┌─ Document excerpt
Iran's Coming Military Revolution
While others discuss competing against China's AI and systems development, Iran isn't far behind.
Key Point: Iran is working hard on its own program for robotics, drones, and artificial intelligence.
Recent Iranian ship interceptions highlight Iran’s military challenge and continue to drive a regional arms race. Whereas Gulf Cooperation Council states spend lavishly on high-end, off-the-shelf, U.S.-built platforms, decades of sanctions and post-revolutionary strategic decisions to be militarily self-sufficient has led Islamic Republic to focus more on its own indigenous industries. Direct comparisons of defense spending between Arab states and Iran is difficult. While a superficial reading of public statistics shows Saudi and Emirati spending far outstrips Iran’s as a proportion of GDP, it would be a mistake to take public Iranian statistics at face value. Still, post-revolutionary Iran has long embraced asymmetric strategies such as terrorism or perhaps nuclear technologies to counter enemies, both real or imagined.
This should not surprise. Historically, many Middle Eastern countries have approached technology with suspicion, but Iran has been the exception. In the early twentieth century, for example, Saudi clerics resisted first the introduction of the telegraph and then radio. Into the 1970s, some Saudi clerics complained that television was a plot dreamed up in the West to separate Muslim children from God (some savvy clerics subsequently embraced the medium to spread their radical Wahabi perspectives). The Iranian Shah Nasir al-Din (r. 1848-1896) sponsored his own telegraph line in Tehran just over a decade after Samuel Morse laid America’s first long distance line. Both the Iranian government and public readily embraced almost every new generational technology, despite Iran’s often repressive political atmosphere. (The Iranian historian Hussein Ardakani, unfortunately writing only in Persian, chronicled this embrace in his seminal History of the Institutions of a New Civilization in Iran).
└─
┌─ Supplied material
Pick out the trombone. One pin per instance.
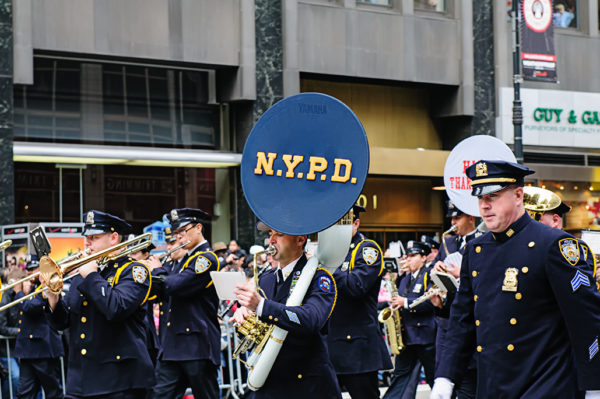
└─
* Task to carry out
Answer these from the Iran article:
1. What did sanctions and post-revolutionary strategic decisions lead Iran to focus on?
2. Which Iranian shah sponsored a telegraph line in Tehran?
3. What is the title of Hussein Ardakani's work on Iran's embrace of technology?
Work only from the Iran article.

* Output of the task
1. Its own indigenous industries.
2. Shah Nasir al-Din.
3. History of the Institutions of a New Civilization in Iran.